BRIEF:
Rewrite all the lines below, requests included, multiplying each point coordinate in the answers by 1.1 and rounding to whole numbers, with halves going up. Leave the pictures out.

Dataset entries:
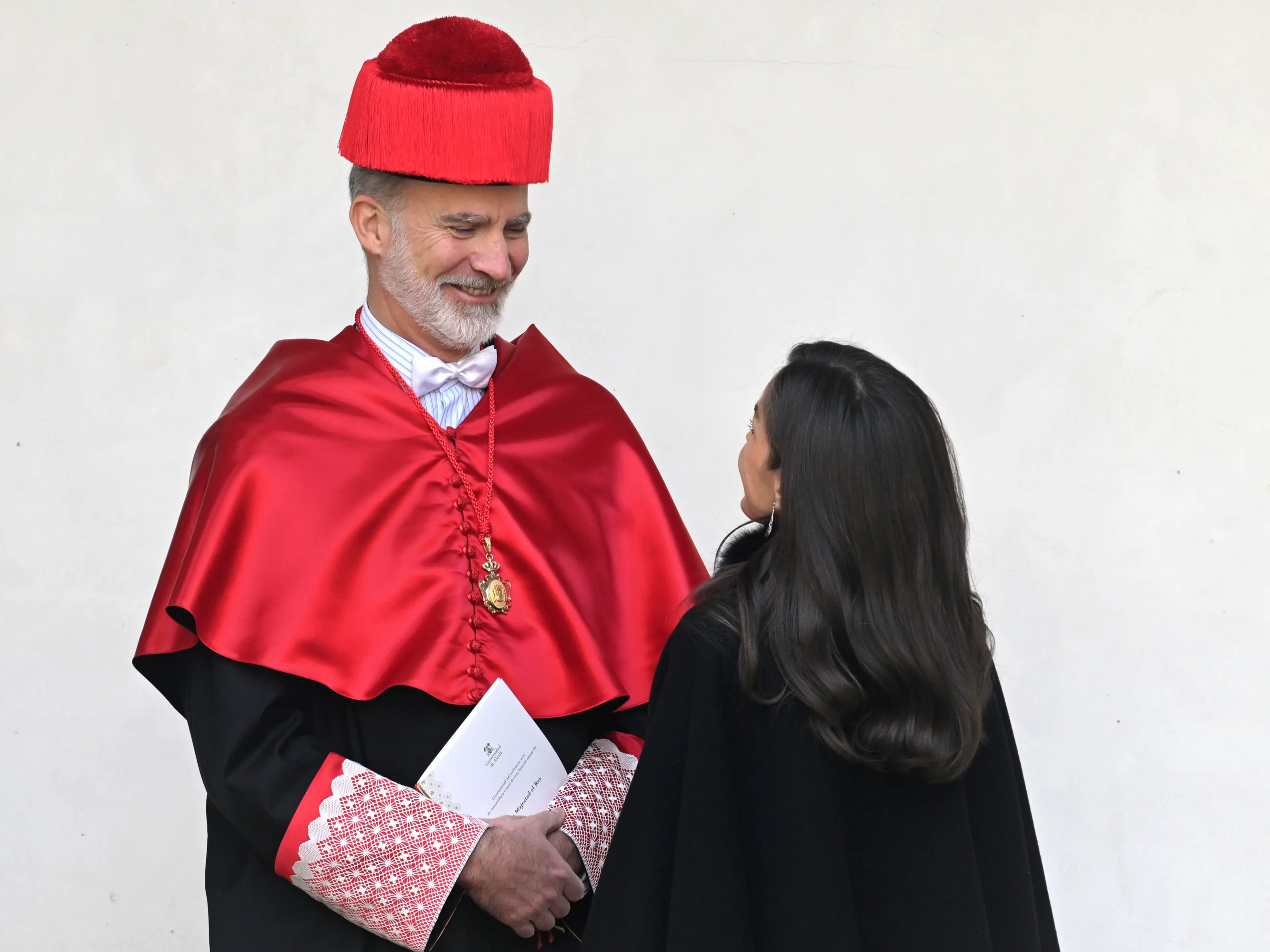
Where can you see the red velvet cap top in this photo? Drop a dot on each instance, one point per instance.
(456, 50)
(451, 99)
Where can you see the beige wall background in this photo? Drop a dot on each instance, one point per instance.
(1052, 214)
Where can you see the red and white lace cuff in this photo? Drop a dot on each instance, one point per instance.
(380, 855)
(593, 796)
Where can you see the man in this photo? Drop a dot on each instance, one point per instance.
(383, 525)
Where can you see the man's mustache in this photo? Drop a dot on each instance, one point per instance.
(473, 284)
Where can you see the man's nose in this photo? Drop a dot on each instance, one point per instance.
(492, 258)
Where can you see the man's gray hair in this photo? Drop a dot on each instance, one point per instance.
(384, 187)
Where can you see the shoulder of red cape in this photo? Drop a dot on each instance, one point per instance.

TASK SOLUTION:
Where can you see the red velvet cap top in this photo? Drop a dot on each instance, one point per instance.
(502, 55)
(496, 109)
Where can you see the beige wall background in this photo? Drop a dot on each instance, one point per instance.
(1157, 235)
Where can you see the red and white lace cuff in this photo? Drop a dot on each instance, one point per instance.
(418, 941)
(652, 876)
Where can you see the man in this photo? Drop a dot on each instance, one point per instance.
(421, 578)
Where can you see the man's mustache in this photo? Drop a dot on each instance, one point per instance.
(520, 312)
Where can you see the man's nose in this photo? Drop a dot on each instance, one point per instance.
(541, 284)
Where can you see the man's gray hair in this photo? Drop a dot on each instance, one point per instance.
(422, 206)
Where can you see the shoulder of red cape in this photo? Drop a dot on each instance, one point per instance.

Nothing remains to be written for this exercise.